Location labeling records:
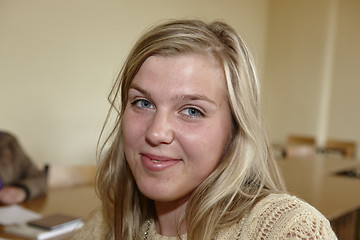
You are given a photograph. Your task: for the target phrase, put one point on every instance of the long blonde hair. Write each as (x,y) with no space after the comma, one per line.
(246,173)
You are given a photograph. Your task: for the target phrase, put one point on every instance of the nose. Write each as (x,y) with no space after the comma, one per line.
(160,130)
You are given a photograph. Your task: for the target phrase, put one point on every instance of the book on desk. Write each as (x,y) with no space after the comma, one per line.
(46,228)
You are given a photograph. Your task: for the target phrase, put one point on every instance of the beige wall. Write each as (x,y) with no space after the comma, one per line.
(344,114)
(58,59)
(311,76)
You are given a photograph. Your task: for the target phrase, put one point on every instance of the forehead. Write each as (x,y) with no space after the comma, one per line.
(182,72)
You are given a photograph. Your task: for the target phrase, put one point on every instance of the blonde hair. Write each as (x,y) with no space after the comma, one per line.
(246,173)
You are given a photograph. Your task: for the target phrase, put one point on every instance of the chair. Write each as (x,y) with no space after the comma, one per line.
(345,148)
(301,140)
(66,175)
(300,146)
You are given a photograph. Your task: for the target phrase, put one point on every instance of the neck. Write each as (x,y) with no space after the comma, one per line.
(170,219)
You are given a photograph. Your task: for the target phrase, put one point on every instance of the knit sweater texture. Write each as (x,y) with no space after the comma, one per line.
(277,216)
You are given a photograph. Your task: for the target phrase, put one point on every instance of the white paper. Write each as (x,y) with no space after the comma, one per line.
(16,214)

* Written request
Beginning at the line containing "of the forehead.", repeat each line exactly through the last line of the entries, and include no other lines.

* Solved problem
You are given a photograph. Your task: for the target phrase, put one point on every instance of the forehead. Write each as (x,y) with no space after the comma, one per line.
(182,72)
You are given a photograph. Your task: for the target phrase, put one point on every instance of the blonde hair. Write each as (x,y) with no space after the comma, one per line.
(246,173)
You are given a photograph. Your task: for the target phrase, put one point on every instance of the chair. Write each as (x,y) with no space after the comma, one per line.
(345,148)
(301,140)
(66,175)
(300,146)
You are given a photograph. Your task: for the target phrase, put one point on every instance of the neck. Write each as (x,y) with no space after the comma, one per line.
(170,219)
You are given a photograph. Your task: for the target phrase, put one point on every instance of the knit sweater texture. Write each as (x,y) with no space after the comma, one per line.
(277,216)
You are given a photograph. Your task: for the target phrase, put one point on every instance of the white paper. Write each as (x,y) with no space after the comma, one per line.
(16,214)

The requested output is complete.